The problem: Reproduce the whole listing, character for character.

>> START

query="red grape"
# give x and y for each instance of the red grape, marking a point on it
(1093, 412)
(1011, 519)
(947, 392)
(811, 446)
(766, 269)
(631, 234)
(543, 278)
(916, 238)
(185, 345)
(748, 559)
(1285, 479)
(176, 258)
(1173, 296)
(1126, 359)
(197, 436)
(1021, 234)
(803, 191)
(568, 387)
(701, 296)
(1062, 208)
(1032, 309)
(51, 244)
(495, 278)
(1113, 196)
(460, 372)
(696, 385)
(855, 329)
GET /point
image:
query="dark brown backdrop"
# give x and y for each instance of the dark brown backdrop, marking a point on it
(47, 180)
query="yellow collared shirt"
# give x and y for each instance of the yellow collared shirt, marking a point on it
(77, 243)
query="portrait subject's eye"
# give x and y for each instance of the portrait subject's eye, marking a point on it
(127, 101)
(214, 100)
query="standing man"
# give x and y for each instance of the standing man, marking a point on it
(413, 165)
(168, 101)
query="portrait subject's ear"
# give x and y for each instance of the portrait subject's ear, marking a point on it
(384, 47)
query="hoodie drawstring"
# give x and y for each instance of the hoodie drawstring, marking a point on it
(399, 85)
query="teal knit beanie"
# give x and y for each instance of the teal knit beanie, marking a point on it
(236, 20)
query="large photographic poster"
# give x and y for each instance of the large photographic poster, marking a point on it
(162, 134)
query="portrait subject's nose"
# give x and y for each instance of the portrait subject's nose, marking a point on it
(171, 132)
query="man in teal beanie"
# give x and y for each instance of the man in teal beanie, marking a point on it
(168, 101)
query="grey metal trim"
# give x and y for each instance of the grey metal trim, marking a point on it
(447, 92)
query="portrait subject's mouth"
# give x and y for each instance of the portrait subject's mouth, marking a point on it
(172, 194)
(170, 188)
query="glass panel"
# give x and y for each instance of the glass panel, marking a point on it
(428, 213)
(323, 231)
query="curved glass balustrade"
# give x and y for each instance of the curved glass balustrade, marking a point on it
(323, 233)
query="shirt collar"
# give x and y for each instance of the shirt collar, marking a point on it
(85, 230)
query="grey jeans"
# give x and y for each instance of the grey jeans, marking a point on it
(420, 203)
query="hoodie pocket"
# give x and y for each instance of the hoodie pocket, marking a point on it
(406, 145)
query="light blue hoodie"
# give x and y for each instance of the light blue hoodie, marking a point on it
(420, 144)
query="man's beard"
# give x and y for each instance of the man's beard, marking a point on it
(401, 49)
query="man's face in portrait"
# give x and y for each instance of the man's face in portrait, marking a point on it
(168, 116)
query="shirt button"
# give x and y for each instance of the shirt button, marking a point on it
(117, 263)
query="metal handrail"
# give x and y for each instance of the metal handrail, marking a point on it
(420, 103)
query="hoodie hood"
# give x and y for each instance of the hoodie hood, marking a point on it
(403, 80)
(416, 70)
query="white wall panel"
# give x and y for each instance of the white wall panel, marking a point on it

>> END

Output for this exercise:
query="red grape"
# give x and y for each instance of the red grape, marking a point on it
(1093, 412)
(1011, 519)
(947, 392)
(811, 446)
(766, 269)
(631, 234)
(543, 278)
(916, 238)
(185, 345)
(748, 559)
(1285, 479)
(176, 258)
(1173, 296)
(1126, 359)
(197, 436)
(1021, 234)
(803, 191)
(568, 387)
(701, 296)
(1062, 208)
(1032, 309)
(51, 244)
(495, 278)
(1113, 196)
(460, 372)
(696, 385)
(855, 329)
GET /point
image:
query="dark brown backdrop"
# give x and y for each instance of the dark brown backdrop, marking a point on it
(47, 180)
query="yellow collared shirt"
# give x and y for each instance of the yellow collared shirt, marking a point on it
(77, 243)
query="portrait subject's eye"
# give x and y for each instance of the portrait subject's eye, marking a point on it
(127, 101)
(214, 100)
query="standing man"
# give x and y for each instance of the standing man, marking a point on it
(413, 165)
(168, 101)
query="portrait subject's ear"
# give x and y for each instance of the portrait subject's ear, marking a point on it
(384, 47)
query="hoodie drawstring"
# give x and y for each instance of the hoodie drawstring, marking a point on it
(399, 85)
query="teal knit beanie"
# give x and y for each instance of the teal knit beanie, marking a point on it
(236, 20)
query="large photographic poster"
# give x and y for each instance of the large photographic poster, marking a point on it
(162, 134)
query="portrait subject's nose"
# give x and y for each instance of the portrait subject's nose, marking a point on it
(171, 132)
query="man in teal beanie"
# give x and y for each instance of the man in teal beanie, marking a point on it
(168, 101)
query="grey metal trim"
# give x and y for each instance of the grey metal trim, marking a point on it
(447, 92)
query="portrait subject's mouth"
# give x and y for each instance of the portrait subject's mouth, marking a point on it
(172, 194)
(170, 188)
query="glass panel"
# give x and y for each instance of the glass panel, marking a point on it
(428, 213)
(323, 231)
query="curved glass balustrade"
# give x and y for each instance of the curved glass balustrade, marking a point on it
(323, 233)
query="shirt collar"
# give x and y for each instance of the shirt collar, marking a point on it
(85, 230)
query="grey jeans"
# give x and y for each instance of the grey jeans, marking a point on it
(420, 203)
query="hoodie pocket"
# give x and y for each instance of the hoodie pocket, marking a point on it
(406, 145)
query="light blue hoodie"
# give x and y for each instance of the light blue hoodie, marking a point on it
(420, 144)
query="man's beard"
# give x and y for each instance of the man's beard, marking a point on it
(401, 49)
query="man's face in portrait"
# give x and y for each instance of the man's face in portrait, marking a point on it
(168, 116)
query="shirt button"
# give x and y for each instance of the shirt button, marking a point on it
(117, 263)
query="metal handrail"
# give x and y for each instance of the metal handrail, marking a point on it
(420, 103)
query="hoodie hood"
# give x and y for each instance of the hoodie hood, marking a point on it
(403, 80)
(416, 70)
query="white wall panel"
# give x and y for each instance of the white wall panel, marking a point on it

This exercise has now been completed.